■ **DIRECTIONS FOR THIS TASK**
The entries need to be copied exactly.

*** SUPPLIED INFORMATION

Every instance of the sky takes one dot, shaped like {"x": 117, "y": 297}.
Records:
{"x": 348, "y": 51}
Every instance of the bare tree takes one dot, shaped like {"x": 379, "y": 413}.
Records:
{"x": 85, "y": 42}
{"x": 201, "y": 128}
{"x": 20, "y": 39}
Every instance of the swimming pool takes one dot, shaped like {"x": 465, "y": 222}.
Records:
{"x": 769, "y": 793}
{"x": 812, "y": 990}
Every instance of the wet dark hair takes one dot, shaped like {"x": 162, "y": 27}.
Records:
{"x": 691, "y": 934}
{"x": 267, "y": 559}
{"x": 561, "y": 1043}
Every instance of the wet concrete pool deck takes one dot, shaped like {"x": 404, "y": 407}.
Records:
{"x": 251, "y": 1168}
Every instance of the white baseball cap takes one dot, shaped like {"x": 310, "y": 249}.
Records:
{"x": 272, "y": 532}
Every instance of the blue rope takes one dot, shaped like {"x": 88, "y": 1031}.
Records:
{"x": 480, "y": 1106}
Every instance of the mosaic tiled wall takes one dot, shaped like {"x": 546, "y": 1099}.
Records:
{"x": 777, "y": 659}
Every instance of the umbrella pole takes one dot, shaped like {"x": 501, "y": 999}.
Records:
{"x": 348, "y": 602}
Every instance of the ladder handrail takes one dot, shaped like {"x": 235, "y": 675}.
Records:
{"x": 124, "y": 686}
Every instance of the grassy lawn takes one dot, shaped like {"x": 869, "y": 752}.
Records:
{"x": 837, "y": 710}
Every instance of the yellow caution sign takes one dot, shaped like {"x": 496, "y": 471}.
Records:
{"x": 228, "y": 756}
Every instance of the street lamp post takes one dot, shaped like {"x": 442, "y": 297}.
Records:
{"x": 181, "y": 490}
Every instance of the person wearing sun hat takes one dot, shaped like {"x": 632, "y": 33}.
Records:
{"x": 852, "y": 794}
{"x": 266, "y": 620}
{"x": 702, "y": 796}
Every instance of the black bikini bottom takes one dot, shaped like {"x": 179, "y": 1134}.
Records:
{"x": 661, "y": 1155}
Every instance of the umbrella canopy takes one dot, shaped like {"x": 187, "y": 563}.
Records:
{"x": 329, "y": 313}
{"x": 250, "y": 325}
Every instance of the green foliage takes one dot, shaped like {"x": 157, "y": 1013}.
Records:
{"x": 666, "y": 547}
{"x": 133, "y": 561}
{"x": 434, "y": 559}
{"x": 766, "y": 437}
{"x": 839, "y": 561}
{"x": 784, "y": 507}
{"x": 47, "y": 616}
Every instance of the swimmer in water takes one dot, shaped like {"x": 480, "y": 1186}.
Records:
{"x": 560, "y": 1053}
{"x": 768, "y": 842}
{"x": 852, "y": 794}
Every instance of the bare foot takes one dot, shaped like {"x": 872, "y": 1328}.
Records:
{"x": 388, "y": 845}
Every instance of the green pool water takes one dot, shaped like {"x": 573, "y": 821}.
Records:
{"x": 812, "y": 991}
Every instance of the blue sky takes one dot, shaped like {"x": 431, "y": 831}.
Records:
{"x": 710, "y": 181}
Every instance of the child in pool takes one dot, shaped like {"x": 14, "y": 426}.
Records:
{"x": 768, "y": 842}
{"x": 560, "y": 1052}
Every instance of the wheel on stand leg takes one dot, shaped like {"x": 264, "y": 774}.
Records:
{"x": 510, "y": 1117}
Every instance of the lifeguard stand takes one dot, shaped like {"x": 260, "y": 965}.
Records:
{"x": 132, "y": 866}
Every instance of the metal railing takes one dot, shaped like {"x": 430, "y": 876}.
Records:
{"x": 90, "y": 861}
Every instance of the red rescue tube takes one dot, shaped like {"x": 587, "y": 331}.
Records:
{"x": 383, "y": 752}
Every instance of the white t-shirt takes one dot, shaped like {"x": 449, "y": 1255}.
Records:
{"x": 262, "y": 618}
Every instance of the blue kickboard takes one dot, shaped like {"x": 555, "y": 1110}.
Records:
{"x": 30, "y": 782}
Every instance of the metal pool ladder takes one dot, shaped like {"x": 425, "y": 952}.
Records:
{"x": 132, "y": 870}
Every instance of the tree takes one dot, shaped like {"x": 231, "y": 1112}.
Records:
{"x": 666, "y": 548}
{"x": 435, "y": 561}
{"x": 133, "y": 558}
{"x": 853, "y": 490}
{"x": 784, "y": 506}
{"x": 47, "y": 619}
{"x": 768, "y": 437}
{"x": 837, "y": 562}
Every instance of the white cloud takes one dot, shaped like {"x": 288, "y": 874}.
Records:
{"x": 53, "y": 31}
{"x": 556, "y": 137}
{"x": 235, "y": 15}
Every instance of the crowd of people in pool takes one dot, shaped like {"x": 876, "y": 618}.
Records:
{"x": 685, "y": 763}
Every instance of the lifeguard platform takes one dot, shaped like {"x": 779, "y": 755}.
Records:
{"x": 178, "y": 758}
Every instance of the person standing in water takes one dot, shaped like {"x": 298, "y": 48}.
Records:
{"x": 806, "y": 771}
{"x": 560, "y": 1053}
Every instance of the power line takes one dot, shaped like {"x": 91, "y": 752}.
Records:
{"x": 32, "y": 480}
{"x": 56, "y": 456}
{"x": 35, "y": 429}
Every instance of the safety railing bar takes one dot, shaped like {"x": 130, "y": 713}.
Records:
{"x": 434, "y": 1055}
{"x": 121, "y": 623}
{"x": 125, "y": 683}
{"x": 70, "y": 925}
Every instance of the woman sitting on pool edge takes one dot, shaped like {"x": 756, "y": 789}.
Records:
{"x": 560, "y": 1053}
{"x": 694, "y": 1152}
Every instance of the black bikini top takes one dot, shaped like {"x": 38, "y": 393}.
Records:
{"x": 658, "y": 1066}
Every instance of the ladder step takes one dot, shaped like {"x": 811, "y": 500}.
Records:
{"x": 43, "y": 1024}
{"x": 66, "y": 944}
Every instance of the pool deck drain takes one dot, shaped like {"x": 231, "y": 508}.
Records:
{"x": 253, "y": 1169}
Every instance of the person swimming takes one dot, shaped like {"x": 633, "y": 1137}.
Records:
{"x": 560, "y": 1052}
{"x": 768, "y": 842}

******

■ **IN RESPONSE**
Every instance of the sky takes one dot, shaped like {"x": 117, "y": 297}.
Records:
{"x": 348, "y": 51}
Every instance of the bare tree takes one dot, shaped like {"x": 379, "y": 413}.
Records:
{"x": 85, "y": 42}
{"x": 201, "y": 128}
{"x": 20, "y": 39}
Every instance of the swimming pool takes one dot, shaped like {"x": 465, "y": 222}.
Records:
{"x": 769, "y": 793}
{"x": 812, "y": 990}
Every instance of the wet dark hair takes one dot, shaped like {"x": 162, "y": 27}.
Records:
{"x": 691, "y": 934}
{"x": 267, "y": 559}
{"x": 561, "y": 1043}
Every instance of the wet concrete pool deck takes one dot, shaped like {"x": 404, "y": 407}.
Records:
{"x": 251, "y": 1168}
Every instance of the white baseball cap takes one dot, shaped like {"x": 310, "y": 249}.
Records:
{"x": 272, "y": 532}
Every instance of the blue rope takes one dot, shaped like {"x": 88, "y": 1031}.
Records:
{"x": 480, "y": 1106}
Every instance of the mosaic tiled wall takes one dot, shaped like {"x": 546, "y": 1099}.
Records:
{"x": 777, "y": 659}
Every instance of the umbrella pole takes one dot, shaped like {"x": 501, "y": 999}.
Records:
{"x": 348, "y": 602}
Every instance of the ladder handrail takes one dot, shaped like {"x": 235, "y": 675}.
Records:
{"x": 124, "y": 686}
Every instance of the grassy lawn takes one dot, shaped like {"x": 869, "y": 752}.
Records:
{"x": 837, "y": 710}
Every instance of the yellow caution sign takes one dot, shaped like {"x": 496, "y": 471}.
Records:
{"x": 228, "y": 756}
Every instance of the street lamp post takes one dot, shaped like {"x": 442, "y": 297}.
Records:
{"x": 181, "y": 490}
Every instance of the person wearing sun hat takes one dot, shaped like {"x": 632, "y": 33}.
Records:
{"x": 852, "y": 794}
{"x": 266, "y": 620}
{"x": 702, "y": 796}
Every instance of the black bikini bottom takes one dot, shaped like {"x": 179, "y": 1134}.
Records:
{"x": 661, "y": 1155}
Every instance of the umbrella canopy takes one dot, shaped like {"x": 187, "y": 563}.
Records:
{"x": 329, "y": 313}
{"x": 250, "y": 325}
Every instance of the green foliage takes one dot, shaped like {"x": 157, "y": 1013}.
Records:
{"x": 666, "y": 547}
{"x": 133, "y": 561}
{"x": 434, "y": 559}
{"x": 766, "y": 437}
{"x": 839, "y": 561}
{"x": 784, "y": 507}
{"x": 47, "y": 616}
Every instance of the swimmer in water takes one dot, shaped like {"x": 480, "y": 1186}.
Records:
{"x": 560, "y": 1053}
{"x": 768, "y": 842}
{"x": 852, "y": 794}
Every instance of the bare foot takes one dot, shaped like {"x": 872, "y": 1328}.
Records:
{"x": 388, "y": 845}
Every instance of the green pool water takes one dot, shaped like {"x": 573, "y": 821}.
Records:
{"x": 812, "y": 991}
Every instance of the blue sky takes one dot, shaped like {"x": 431, "y": 831}.
Records:
{"x": 710, "y": 181}
Every instance of the child in pool takes one dot, shaped like {"x": 14, "y": 426}.
Records:
{"x": 768, "y": 842}
{"x": 560, "y": 1052}
Every instance of the wheel on stand leg takes one dot, shaped like {"x": 264, "y": 774}.
Records:
{"x": 510, "y": 1117}
Every instance of the lifeguard stand takes one dot, shaped like {"x": 260, "y": 965}.
Records:
{"x": 132, "y": 866}
Every instance of the metal railing takes one dot, shaped like {"x": 430, "y": 876}.
Records:
{"x": 90, "y": 861}
Every instance of the red rescue tube takes one dot, shaped like {"x": 587, "y": 331}.
Records:
{"x": 383, "y": 752}
Every instance of the white t-shirt takes one dot, shaped like {"x": 449, "y": 1255}.
Records:
{"x": 262, "y": 618}
Every instance of the blue kickboard takes one dot, shaped like {"x": 555, "y": 1110}.
Records:
{"x": 30, "y": 782}
Every instance of the metal pool ladder takes one dot, shaped like {"x": 425, "y": 952}.
Records:
{"x": 132, "y": 870}
Every instance of the tree takes one dot, shaped like {"x": 231, "y": 1112}.
Records:
{"x": 666, "y": 548}
{"x": 435, "y": 561}
{"x": 133, "y": 558}
{"x": 853, "y": 490}
{"x": 784, "y": 506}
{"x": 47, "y": 619}
{"x": 768, "y": 437}
{"x": 837, "y": 562}
Every instance of the white cloud takes one dot, shaped like {"x": 288, "y": 874}.
Records:
{"x": 53, "y": 31}
{"x": 556, "y": 137}
{"x": 235, "y": 15}
Every instance of the crowd of people in pool takes one dot, shaped like {"x": 876, "y": 618}.
Records:
{"x": 685, "y": 763}
Every instance of the lifeguard platform takes one dot, shaped like {"x": 779, "y": 755}.
Records:
{"x": 178, "y": 758}
Every instance of the person standing in water takes one dot, shaped like {"x": 298, "y": 48}.
Records:
{"x": 806, "y": 771}
{"x": 560, "y": 1053}
Every instance of the power line takes one dot, shaped like {"x": 91, "y": 752}.
Records:
{"x": 32, "y": 480}
{"x": 56, "y": 456}
{"x": 35, "y": 429}
Every instance of the safety railing bar takes one dot, shaped like {"x": 130, "y": 713}.
Records:
{"x": 434, "y": 1055}
{"x": 121, "y": 623}
{"x": 125, "y": 683}
{"x": 70, "y": 925}
Every instance of the woman sitting on pool edge takes one dot, shaped like {"x": 756, "y": 789}.
Records:
{"x": 560, "y": 1053}
{"x": 694, "y": 1152}
Every instance of the black bikini top takes one dot, shaped like {"x": 38, "y": 393}.
Records:
{"x": 658, "y": 1066}
Every instance of the ladder step takes one dot, shaped like {"x": 811, "y": 500}.
Records:
{"x": 43, "y": 1024}
{"x": 66, "y": 944}
Every instance of the pool deck drain takes one dot, shaped like {"x": 231, "y": 508}.
Records:
{"x": 253, "y": 1169}
Every instance of the person swimming takes one dot, shaped like {"x": 633, "y": 1137}.
Records:
{"x": 560, "y": 1052}
{"x": 768, "y": 842}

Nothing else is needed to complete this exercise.